— Task prompt —
Every entry in the data is to be written out exactly; no picture belongs in the copy.

(Phrase grounding data)
──────

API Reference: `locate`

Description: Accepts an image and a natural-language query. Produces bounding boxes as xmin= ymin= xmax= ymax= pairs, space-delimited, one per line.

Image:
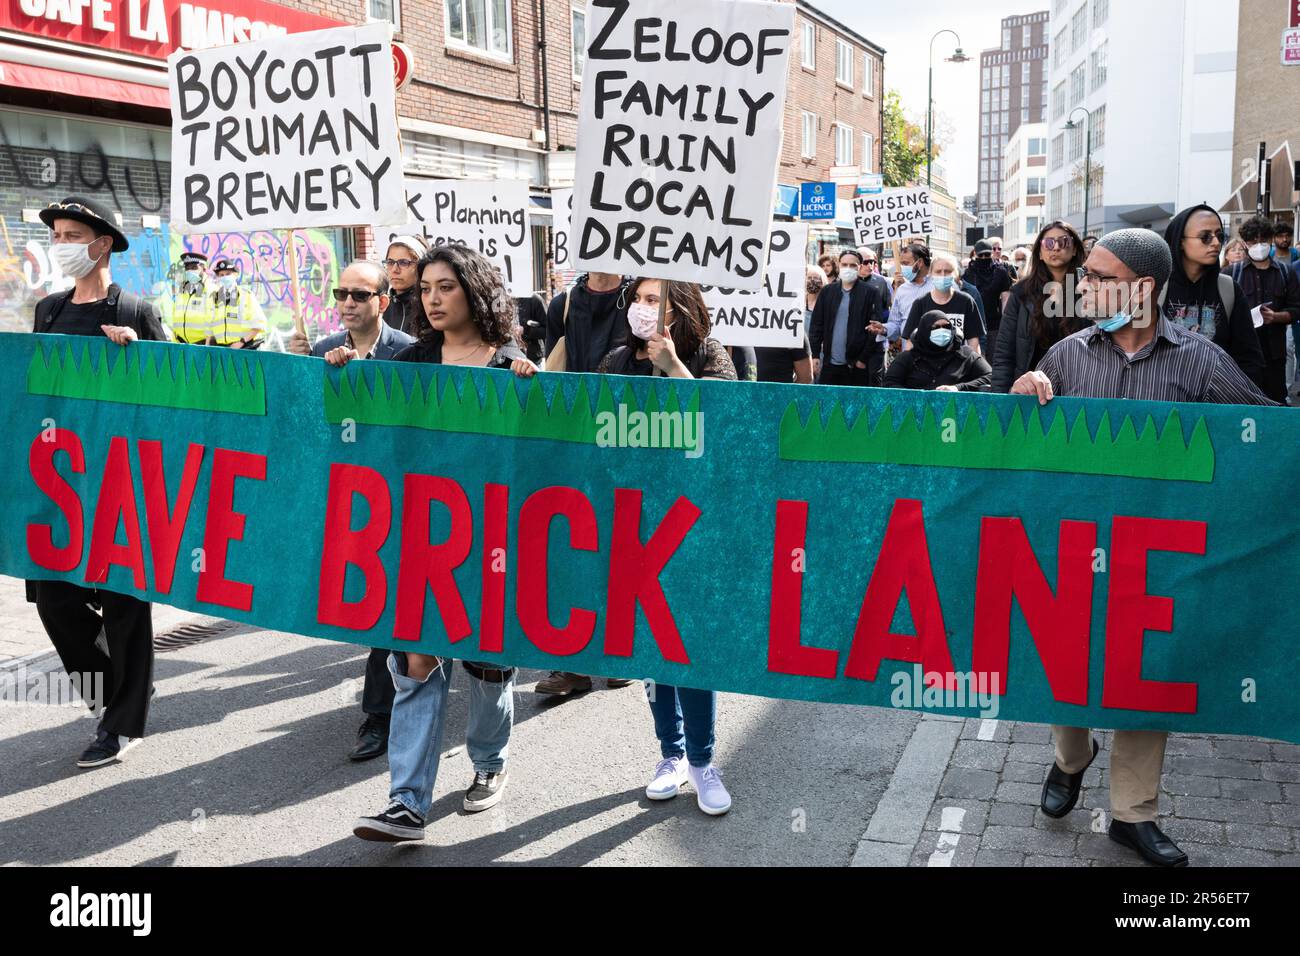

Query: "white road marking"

xmin=977 ymin=719 xmax=999 ymax=741
xmin=926 ymin=806 xmax=967 ymax=867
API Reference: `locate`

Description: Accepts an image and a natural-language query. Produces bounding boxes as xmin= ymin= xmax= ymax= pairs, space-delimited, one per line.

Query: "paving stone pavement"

xmin=903 ymin=719 xmax=1300 ymax=867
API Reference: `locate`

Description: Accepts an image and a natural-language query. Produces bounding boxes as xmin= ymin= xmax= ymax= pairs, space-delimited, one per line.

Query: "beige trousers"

xmin=1052 ymin=726 xmax=1168 ymax=824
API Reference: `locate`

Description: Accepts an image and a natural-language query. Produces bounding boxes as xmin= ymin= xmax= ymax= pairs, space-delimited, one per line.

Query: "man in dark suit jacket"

xmin=809 ymin=248 xmax=885 ymax=386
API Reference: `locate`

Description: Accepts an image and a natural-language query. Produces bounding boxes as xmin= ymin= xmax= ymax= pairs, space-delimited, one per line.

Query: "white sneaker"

xmin=645 ymin=756 xmax=689 ymax=800
xmin=687 ymin=763 xmax=732 ymax=816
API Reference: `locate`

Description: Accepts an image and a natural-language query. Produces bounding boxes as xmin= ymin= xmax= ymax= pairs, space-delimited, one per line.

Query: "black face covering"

xmin=913 ymin=309 xmax=961 ymax=357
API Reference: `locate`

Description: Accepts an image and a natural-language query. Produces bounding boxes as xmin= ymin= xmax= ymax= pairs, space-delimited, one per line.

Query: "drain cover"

xmin=154 ymin=619 xmax=239 ymax=652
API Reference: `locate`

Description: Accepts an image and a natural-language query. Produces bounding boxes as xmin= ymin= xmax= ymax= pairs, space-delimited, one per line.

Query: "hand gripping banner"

xmin=3 ymin=333 xmax=1298 ymax=743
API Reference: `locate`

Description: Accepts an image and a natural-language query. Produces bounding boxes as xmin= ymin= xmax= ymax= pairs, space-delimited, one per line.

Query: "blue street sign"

xmin=799 ymin=181 xmax=837 ymax=220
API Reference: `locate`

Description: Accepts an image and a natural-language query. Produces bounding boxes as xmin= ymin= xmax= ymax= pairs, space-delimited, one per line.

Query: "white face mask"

xmin=840 ymin=268 xmax=858 ymax=286
xmin=1248 ymin=243 xmax=1272 ymax=262
xmin=628 ymin=301 xmax=663 ymax=340
xmin=50 ymin=239 xmax=104 ymax=279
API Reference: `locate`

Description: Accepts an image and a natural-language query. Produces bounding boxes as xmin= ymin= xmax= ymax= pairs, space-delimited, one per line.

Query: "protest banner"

xmin=852 ymin=187 xmax=933 ymax=244
xmin=377 ymin=177 xmax=534 ymax=298
xmin=5 ymin=331 xmax=1300 ymax=743
xmin=571 ymin=0 xmax=794 ymax=290
xmin=168 ymin=22 xmax=406 ymax=234
xmin=551 ymin=188 xmax=574 ymax=272
xmin=702 ymin=222 xmax=807 ymax=349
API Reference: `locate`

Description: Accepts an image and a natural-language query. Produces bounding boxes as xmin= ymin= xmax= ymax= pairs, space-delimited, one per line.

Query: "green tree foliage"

xmin=881 ymin=90 xmax=939 ymax=188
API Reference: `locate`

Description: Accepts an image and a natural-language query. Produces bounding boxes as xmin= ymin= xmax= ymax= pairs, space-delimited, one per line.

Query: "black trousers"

xmin=821 ymin=351 xmax=883 ymax=388
xmin=361 ymin=646 xmax=395 ymax=718
xmin=1261 ymin=356 xmax=1289 ymax=404
xmin=34 ymin=581 xmax=154 ymax=738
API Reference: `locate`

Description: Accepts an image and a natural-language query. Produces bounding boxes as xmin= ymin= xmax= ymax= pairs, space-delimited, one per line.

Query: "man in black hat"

xmin=31 ymin=196 xmax=165 ymax=768
xmin=963 ymin=239 xmax=1013 ymax=341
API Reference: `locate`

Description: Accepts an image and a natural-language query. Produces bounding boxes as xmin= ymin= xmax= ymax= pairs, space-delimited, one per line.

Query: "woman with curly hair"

xmin=353 ymin=245 xmax=537 ymax=844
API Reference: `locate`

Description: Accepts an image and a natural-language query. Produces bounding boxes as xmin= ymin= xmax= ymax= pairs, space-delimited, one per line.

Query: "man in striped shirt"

xmin=1012 ymin=228 xmax=1274 ymax=869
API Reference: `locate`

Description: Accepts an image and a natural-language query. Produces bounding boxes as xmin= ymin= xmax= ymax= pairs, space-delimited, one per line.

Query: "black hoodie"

xmin=883 ymin=310 xmax=991 ymax=391
xmin=1162 ymin=204 xmax=1265 ymax=385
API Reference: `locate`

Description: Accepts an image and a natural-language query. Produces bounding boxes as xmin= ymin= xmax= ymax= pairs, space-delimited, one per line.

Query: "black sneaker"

xmin=77 ymin=731 xmax=141 ymax=769
xmin=353 ymin=801 xmax=426 ymax=842
xmin=463 ymin=770 xmax=508 ymax=812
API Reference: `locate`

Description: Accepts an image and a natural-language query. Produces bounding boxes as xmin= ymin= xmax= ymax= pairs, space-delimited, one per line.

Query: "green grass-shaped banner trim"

xmin=324 ymin=365 xmax=701 ymax=447
xmin=26 ymin=339 xmax=266 ymax=417
xmin=779 ymin=400 xmax=1215 ymax=483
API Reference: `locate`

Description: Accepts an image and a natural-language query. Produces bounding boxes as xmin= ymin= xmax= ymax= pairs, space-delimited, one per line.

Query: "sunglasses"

xmin=976 ymin=252 xmax=993 ymax=259
xmin=332 ymin=288 xmax=381 ymax=303
xmin=1185 ymin=230 xmax=1226 ymax=246
xmin=382 ymin=258 xmax=418 ymax=269
xmin=1041 ymin=236 xmax=1074 ymax=252
xmin=45 ymin=201 xmax=97 ymax=216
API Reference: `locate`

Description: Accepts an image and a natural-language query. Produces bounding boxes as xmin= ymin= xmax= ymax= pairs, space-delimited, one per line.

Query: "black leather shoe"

xmin=1040 ymin=736 xmax=1099 ymax=818
xmin=1109 ymin=820 xmax=1189 ymax=867
xmin=349 ymin=715 xmax=389 ymax=762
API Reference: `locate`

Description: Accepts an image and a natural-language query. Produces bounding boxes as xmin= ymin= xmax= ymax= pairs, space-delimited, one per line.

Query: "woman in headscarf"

xmin=883 ymin=309 xmax=991 ymax=391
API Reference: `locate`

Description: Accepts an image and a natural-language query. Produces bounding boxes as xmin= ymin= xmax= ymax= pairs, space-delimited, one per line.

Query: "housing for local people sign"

xmin=571 ymin=0 xmax=795 ymax=290
xmin=377 ymin=178 xmax=534 ymax=298
xmin=5 ymin=333 xmax=1300 ymax=744
xmin=168 ymin=22 xmax=406 ymax=233
xmin=702 ymin=222 xmax=808 ymax=349
xmin=852 ymin=187 xmax=933 ymax=244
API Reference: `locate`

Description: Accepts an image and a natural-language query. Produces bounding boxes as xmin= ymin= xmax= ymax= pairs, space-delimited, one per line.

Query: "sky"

──────

— Solution —
API Reference: `locate`

Description: Accepts an image and a natural-language query. Produces bounding boxes as xmin= ymin= xmax= ymax= pairs, space-delimited, one per line.

Image:

Query: "white road marking"

xmin=977 ymin=719 xmax=999 ymax=741
xmin=926 ymin=806 xmax=967 ymax=867
API Reference: `locate`

Description: Accepts an image and a natural-language query. Produces bounding boxes as xmin= ymin= xmax= ymax= pairs, space-delimited, one per line.

Query: "paving stone pavement"

xmin=903 ymin=719 xmax=1300 ymax=867
API Reference: `locate`

Description: Accepts an image and a natural-language query. Produces bounding boxes as xmin= ymin= xmax= ymax= pairs, space-delimited, one per line.

Query: "beige trousers"

xmin=1052 ymin=726 xmax=1168 ymax=824
API Reference: `locate`

Description: Accepts an image and a natural-language query. Produces bounding boxes as xmin= ymin= xmax= ymax= pairs, space-delimited, one per line.

Query: "man in dark suit jacket"

xmin=809 ymin=248 xmax=885 ymax=386
API Reference: `locate`

Description: Accepts an image and a natural-language query. Produces bounding boxes as xmin= ymin= xmax= ymax= pairs, space-delimited, one per line.

Query: "white sneaker"

xmin=645 ymin=756 xmax=689 ymax=800
xmin=687 ymin=763 xmax=732 ymax=816
API Reference: `locate`

Description: Accepts an image and a natural-language query. Produces bounding boxes as xmin= ymin= xmax= ymax= pairs, space-delimited, one per line.

Query: "black face covering"

xmin=913 ymin=309 xmax=961 ymax=357
API Reference: `locate`

Description: Accepts an image and a natural-language query. Produces bounding boxes as xmin= ymin= xmax= ymax= pairs, space-delimited, one per line.

Query: "drain cover"

xmin=154 ymin=619 xmax=239 ymax=652
API Reference: `locate`

Description: Accepts an image and a natural-language query. Produces bounding boxes as xmin= ymin= xmax= ymax= pairs, space-delimited, one per line.

Query: "hand gripping banner"

xmin=3 ymin=333 xmax=1298 ymax=743
API Reference: `locate`

Description: Accepts an image and a natural-language query. Produces bounding boxes as xmin= ymin= xmax= ymax= pairs, space-delimited, one per line.

Query: "blue street sign"

xmin=799 ymin=181 xmax=837 ymax=220
API Reference: `locate`

Description: Accepts an image and a natural-language query. Produces bounding boxes as xmin= ymin= xmax= ymax= pairs, space-delimited, one per line.

Query: "white face mask"

xmin=840 ymin=268 xmax=858 ymax=286
xmin=1248 ymin=243 xmax=1272 ymax=262
xmin=628 ymin=301 xmax=663 ymax=340
xmin=50 ymin=239 xmax=104 ymax=279
API Reference: `locate`

Description: Accepts an image and a natural-language query. Produces bounding boxes as xmin= ymin= xmax= ymax= pairs, space-delimited, one per line.

Query: "protest banner"

xmin=852 ymin=187 xmax=933 ymax=244
xmin=377 ymin=177 xmax=534 ymax=298
xmin=5 ymin=331 xmax=1300 ymax=743
xmin=571 ymin=0 xmax=794 ymax=290
xmin=168 ymin=22 xmax=406 ymax=234
xmin=551 ymin=188 xmax=574 ymax=272
xmin=702 ymin=222 xmax=807 ymax=349
API Reference: `locate`

Description: Accepts an image and a natural-language query. Produces bounding boxes as xmin= ymin= xmax= ymax= pairs, space-delimited, one per line.

Query: "green tree foliage"

xmin=881 ymin=90 xmax=939 ymax=188
API Reference: `locate`

Description: Accepts an image and a natural-language query. Produces bounding boxes as xmin= ymin= xmax= ymax= pairs, space-delimited, one per line.

Query: "black trousers"

xmin=821 ymin=351 xmax=883 ymax=388
xmin=361 ymin=646 xmax=395 ymax=718
xmin=1261 ymin=356 xmax=1289 ymax=404
xmin=34 ymin=581 xmax=154 ymax=738
API Reference: `locate`

Description: Accepts an image and a natural-language query. Produces bounding boxes as xmin= ymin= xmax= ymax= pairs, space-delimited, one per line.

Query: "man in black hat"

xmin=31 ymin=196 xmax=165 ymax=768
xmin=963 ymin=239 xmax=1013 ymax=341
API Reference: `locate`

Description: Accepts an image and a natural-language query. Produces bounding boxes as xmin= ymin= xmax= ymax= pairs, space-delimited, one per line.

Query: "woman with curly hair"

xmin=353 ymin=245 xmax=537 ymax=844
API Reference: `locate`

Description: Accepts an image and a natural-language query. Produces bounding boxes as xmin= ymin= xmax= ymax= pairs, space-delimited, one per line.

Query: "man in striped shirt"

xmin=1012 ymin=228 xmax=1274 ymax=869
API Reference: `locate`

Description: Accepts an image and a natural-language query. Produces bounding boxes as xmin= ymin= xmax= ymax= pairs, space-delimited, one per line.

Query: "black hoodie"

xmin=883 ymin=310 xmax=991 ymax=391
xmin=1162 ymin=204 xmax=1265 ymax=385
API Reference: `locate`

Description: Accepts an image and a natural-language query. Produces bounding boxes as xmin= ymin= xmax= ymax= pairs, space-delimited, one per line.

Query: "black sneaker"

xmin=77 ymin=731 xmax=141 ymax=769
xmin=353 ymin=801 xmax=426 ymax=842
xmin=463 ymin=770 xmax=508 ymax=812
API Reference: `locate`

Description: Accepts an image and a natural-language query. Produces bounding boxes as xmin= ymin= xmax= ymax= pairs, space-delimited, one per line.

Query: "green grass-shaped banner trim"

xmin=324 ymin=365 xmax=701 ymax=447
xmin=26 ymin=339 xmax=266 ymax=417
xmin=779 ymin=400 xmax=1215 ymax=483
API Reference: `locate`

Description: Accepts an image and a natural-language query. Produces bounding boxes as xmin= ymin= xmax= ymax= pairs, space-delimited, one per line.

Query: "sunglasses"

xmin=976 ymin=252 xmax=993 ymax=259
xmin=332 ymin=288 xmax=381 ymax=303
xmin=1185 ymin=230 xmax=1226 ymax=246
xmin=382 ymin=258 xmax=418 ymax=269
xmin=1041 ymin=236 xmax=1074 ymax=252
xmin=45 ymin=201 xmax=97 ymax=216
API Reference: `locate`

Description: Accepts an image and a natural-language query. Produces bounding boxes as xmin= ymin= xmax= ymax= pairs, space-delimited, one per line.

Query: "black leather shoe"

xmin=1040 ymin=736 xmax=1099 ymax=818
xmin=1109 ymin=820 xmax=1189 ymax=867
xmin=349 ymin=715 xmax=389 ymax=762
API Reference: `locate`

Description: Accepts an image and a natural-language query. Produces bounding boxes as xmin= ymin= xmax= ymax= pairs, space-delimited, one per line.

Query: "woman in headscarf"

xmin=883 ymin=309 xmax=991 ymax=391
API Reference: `locate`

Description: Accepts an image and a natural-language query. Produces bounding boxes as xmin= ymin= xmax= ymax= pairs, space-delimited, one per line.

Query: "housing for local people sign"

xmin=571 ymin=0 xmax=795 ymax=290
xmin=377 ymin=178 xmax=534 ymax=298
xmin=5 ymin=333 xmax=1300 ymax=744
xmin=168 ymin=22 xmax=406 ymax=233
xmin=702 ymin=222 xmax=808 ymax=349
xmin=852 ymin=187 xmax=933 ymax=244
API Reference: `locate`

Description: Accepts an image and a natural-language query. Produces bounding boxes as xmin= ymin= xmax= ymax= pairs, space-delimited, one per line.

Query: "sky"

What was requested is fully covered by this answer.